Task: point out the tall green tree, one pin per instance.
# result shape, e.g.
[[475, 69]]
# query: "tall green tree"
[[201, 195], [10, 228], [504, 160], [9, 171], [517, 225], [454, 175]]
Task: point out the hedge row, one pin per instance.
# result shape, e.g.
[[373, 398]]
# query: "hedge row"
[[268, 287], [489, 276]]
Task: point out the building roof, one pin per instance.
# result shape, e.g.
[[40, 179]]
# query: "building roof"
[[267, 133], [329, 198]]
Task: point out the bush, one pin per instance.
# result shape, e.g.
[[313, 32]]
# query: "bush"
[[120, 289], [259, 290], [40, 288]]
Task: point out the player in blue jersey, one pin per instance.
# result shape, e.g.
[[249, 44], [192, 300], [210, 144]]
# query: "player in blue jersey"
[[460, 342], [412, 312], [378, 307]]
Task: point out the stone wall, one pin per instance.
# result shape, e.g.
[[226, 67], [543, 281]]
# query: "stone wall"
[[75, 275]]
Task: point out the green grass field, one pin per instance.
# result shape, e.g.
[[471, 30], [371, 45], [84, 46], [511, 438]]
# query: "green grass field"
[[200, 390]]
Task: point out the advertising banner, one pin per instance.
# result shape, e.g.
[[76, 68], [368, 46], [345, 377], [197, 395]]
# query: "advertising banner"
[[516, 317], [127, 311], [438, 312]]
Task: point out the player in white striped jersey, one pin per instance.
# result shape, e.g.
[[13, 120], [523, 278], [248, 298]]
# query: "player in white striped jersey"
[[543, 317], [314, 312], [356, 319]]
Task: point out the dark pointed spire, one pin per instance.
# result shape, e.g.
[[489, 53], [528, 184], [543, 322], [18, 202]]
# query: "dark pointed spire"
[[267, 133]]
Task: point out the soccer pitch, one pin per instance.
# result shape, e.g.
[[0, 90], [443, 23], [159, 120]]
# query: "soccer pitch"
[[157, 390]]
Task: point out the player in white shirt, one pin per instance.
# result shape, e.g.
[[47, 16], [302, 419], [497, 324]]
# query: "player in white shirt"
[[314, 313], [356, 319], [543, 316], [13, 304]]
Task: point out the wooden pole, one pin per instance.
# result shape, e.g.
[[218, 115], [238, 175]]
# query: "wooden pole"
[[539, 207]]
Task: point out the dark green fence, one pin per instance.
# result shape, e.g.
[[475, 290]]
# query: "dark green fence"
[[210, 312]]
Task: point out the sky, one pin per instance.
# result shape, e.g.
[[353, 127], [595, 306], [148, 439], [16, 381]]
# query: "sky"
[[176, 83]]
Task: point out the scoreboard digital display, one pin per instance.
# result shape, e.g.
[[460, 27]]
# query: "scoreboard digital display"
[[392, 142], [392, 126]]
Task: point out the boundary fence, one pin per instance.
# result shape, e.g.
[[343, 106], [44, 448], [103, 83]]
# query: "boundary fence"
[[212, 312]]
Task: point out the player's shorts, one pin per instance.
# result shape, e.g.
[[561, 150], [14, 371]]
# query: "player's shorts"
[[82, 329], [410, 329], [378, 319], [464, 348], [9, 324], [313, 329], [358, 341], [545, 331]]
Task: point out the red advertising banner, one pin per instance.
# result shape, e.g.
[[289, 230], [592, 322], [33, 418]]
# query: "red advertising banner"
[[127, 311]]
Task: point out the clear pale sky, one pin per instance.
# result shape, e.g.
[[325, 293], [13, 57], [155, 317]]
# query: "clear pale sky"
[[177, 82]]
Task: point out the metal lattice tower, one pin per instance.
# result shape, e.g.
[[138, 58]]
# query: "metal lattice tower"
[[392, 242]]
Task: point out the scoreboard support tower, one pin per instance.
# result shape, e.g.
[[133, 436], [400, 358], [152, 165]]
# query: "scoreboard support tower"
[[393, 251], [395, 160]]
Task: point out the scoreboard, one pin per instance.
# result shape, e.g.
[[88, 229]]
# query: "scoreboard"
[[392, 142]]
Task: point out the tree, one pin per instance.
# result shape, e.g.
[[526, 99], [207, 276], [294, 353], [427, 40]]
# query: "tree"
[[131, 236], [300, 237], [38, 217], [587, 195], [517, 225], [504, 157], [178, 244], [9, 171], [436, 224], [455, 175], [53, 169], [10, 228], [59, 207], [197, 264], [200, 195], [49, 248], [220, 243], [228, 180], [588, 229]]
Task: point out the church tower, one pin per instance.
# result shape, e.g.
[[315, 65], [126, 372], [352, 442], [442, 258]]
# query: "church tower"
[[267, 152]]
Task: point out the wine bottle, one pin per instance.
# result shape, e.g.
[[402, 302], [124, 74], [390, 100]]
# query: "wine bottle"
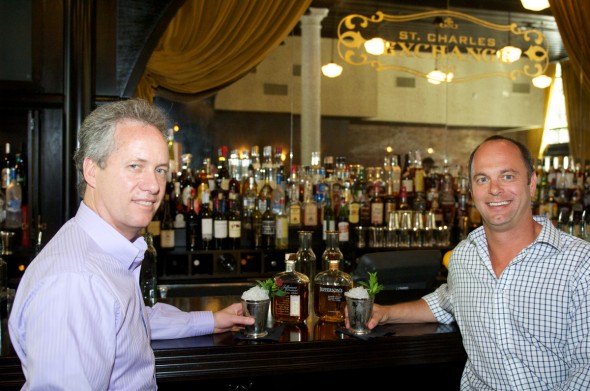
[[269, 227], [167, 236], [193, 228], [148, 276], [234, 226], [206, 222], [282, 227], [220, 222]]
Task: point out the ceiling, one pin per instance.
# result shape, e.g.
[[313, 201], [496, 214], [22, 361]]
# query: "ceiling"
[[502, 12]]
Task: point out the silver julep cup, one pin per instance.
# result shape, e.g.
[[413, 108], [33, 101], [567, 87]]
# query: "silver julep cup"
[[359, 313], [257, 309]]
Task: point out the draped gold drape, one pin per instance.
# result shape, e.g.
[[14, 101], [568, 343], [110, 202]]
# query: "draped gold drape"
[[211, 44], [571, 17], [535, 136], [577, 100]]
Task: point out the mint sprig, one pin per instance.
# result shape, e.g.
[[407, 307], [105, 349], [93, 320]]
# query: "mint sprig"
[[274, 288], [373, 286]]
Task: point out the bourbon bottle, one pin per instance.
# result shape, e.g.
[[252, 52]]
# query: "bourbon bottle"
[[329, 288], [294, 306]]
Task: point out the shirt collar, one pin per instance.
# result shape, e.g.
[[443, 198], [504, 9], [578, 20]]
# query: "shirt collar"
[[549, 234], [130, 254]]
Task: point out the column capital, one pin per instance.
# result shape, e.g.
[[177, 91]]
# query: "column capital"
[[314, 17]]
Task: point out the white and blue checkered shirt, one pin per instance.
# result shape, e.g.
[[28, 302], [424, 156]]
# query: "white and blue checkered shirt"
[[529, 329]]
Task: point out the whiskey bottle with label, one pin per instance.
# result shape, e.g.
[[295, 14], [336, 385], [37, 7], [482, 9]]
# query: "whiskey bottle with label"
[[294, 306], [329, 288]]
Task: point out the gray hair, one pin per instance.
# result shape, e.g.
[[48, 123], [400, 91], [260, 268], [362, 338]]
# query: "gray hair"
[[96, 137]]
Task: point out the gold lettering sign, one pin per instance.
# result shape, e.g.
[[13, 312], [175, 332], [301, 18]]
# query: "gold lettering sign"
[[452, 39]]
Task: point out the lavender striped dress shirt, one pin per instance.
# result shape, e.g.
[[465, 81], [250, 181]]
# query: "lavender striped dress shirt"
[[78, 321]]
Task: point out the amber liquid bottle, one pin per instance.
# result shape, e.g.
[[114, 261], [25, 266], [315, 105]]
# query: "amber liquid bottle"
[[294, 306], [329, 288]]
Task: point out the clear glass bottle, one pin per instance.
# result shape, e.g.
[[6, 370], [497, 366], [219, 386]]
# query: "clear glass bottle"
[[234, 225], [329, 288], [282, 227], [306, 259], [332, 250], [148, 277], [269, 227], [294, 306], [193, 228], [206, 222]]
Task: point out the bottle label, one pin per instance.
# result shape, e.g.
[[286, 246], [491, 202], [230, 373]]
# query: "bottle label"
[[310, 217], [282, 229], [377, 214], [207, 229], [294, 305], [235, 229], [295, 215], [268, 227], [167, 238], [343, 231], [220, 229], [354, 213]]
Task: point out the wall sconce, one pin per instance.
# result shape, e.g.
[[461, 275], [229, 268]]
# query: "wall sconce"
[[332, 70], [375, 46], [436, 77], [535, 5], [542, 81], [509, 54]]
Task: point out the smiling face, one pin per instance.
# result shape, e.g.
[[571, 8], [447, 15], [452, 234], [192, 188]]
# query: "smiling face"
[[500, 188], [127, 192]]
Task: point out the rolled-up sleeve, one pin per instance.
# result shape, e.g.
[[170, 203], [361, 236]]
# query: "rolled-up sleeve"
[[168, 322]]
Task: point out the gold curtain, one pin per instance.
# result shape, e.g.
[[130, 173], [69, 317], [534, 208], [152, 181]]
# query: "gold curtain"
[[571, 17], [535, 136], [210, 44], [577, 100]]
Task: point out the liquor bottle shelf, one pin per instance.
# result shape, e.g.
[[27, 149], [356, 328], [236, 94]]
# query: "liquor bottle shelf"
[[180, 266]]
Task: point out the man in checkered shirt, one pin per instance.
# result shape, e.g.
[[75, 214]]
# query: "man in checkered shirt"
[[517, 287]]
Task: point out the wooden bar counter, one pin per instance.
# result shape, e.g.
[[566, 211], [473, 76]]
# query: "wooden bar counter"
[[422, 355]]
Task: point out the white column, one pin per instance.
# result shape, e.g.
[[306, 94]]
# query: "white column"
[[311, 63]]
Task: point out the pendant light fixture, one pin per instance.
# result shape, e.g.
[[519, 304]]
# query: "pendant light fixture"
[[331, 69], [375, 46], [542, 81], [509, 54], [535, 5], [437, 76]]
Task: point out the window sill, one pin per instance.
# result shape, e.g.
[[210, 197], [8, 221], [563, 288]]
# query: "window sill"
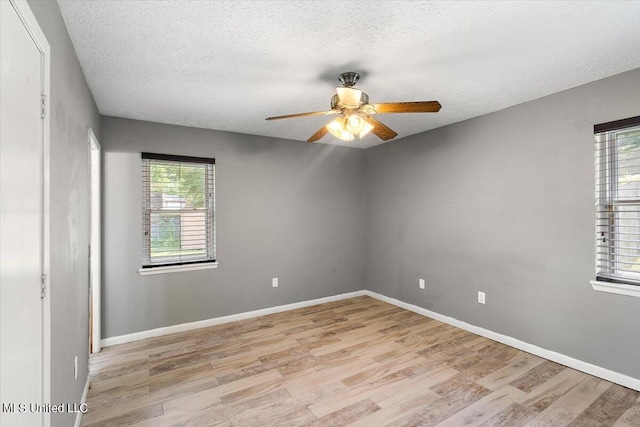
[[176, 268], [616, 288]]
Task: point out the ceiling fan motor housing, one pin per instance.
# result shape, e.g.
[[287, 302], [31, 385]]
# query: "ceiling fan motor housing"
[[349, 78]]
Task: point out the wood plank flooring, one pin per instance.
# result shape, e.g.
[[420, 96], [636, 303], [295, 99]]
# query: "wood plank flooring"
[[357, 362]]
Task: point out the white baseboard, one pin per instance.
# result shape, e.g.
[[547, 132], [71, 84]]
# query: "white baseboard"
[[597, 371], [106, 342], [607, 374], [83, 399]]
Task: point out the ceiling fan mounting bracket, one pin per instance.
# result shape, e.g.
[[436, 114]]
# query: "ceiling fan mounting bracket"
[[349, 78]]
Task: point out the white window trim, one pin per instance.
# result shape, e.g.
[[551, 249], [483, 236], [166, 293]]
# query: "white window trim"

## [What is expected]
Convert the listing above, starting with the line containing "Task: point out the smiling" and continuing through the line containing "[[422, 355]]", into a JSON array of strings, one string per line, leaving out blank lines.

## [The completed task]
[
  "Task: point out the smiling face, one pin per instance.",
  "# result shape, e.g.",
  "[[571, 8], [447, 15], [452, 234], [192, 188]]",
  "# query: \"smiling face\"",
  "[[500, 188], [127, 192]]",
  "Task: point out the rolled-up sleeve, one pin per instance.",
  "# result shape, e.g.",
  "[[170, 203], [361, 236]]",
  "# query: \"rolled-up sleeve\"",
  "[[168, 322]]",
  "Task: point out the gold curtain, one pin per instance.",
  "# result shape, e.g.",
  "[[130, 173], [69, 317], [534, 208], [152, 181]]",
  "# query: \"gold curtain\"",
  "[[571, 17], [535, 136], [210, 44], [577, 100]]",
  "Task: point out the liquor bottle shelf, one pin per instance.",
  "# result shape, e.g.",
  "[[27, 149], [356, 328], [236, 94]]",
  "# query: \"liquor bottle shelf\"",
  "[[180, 266]]",
  "Task: point out the man in checkered shirt, one pin per instance.",
  "# result shape, e.g.",
  "[[75, 214]]",
  "# query: \"man in checkered shirt\"",
  "[[517, 287]]",
  "Task: point out the wooden bar counter, one pin per instance.",
  "# result shape, e.g.",
  "[[566, 211], [473, 76]]",
  "# query: \"wooden bar counter\"",
  "[[422, 355]]"
]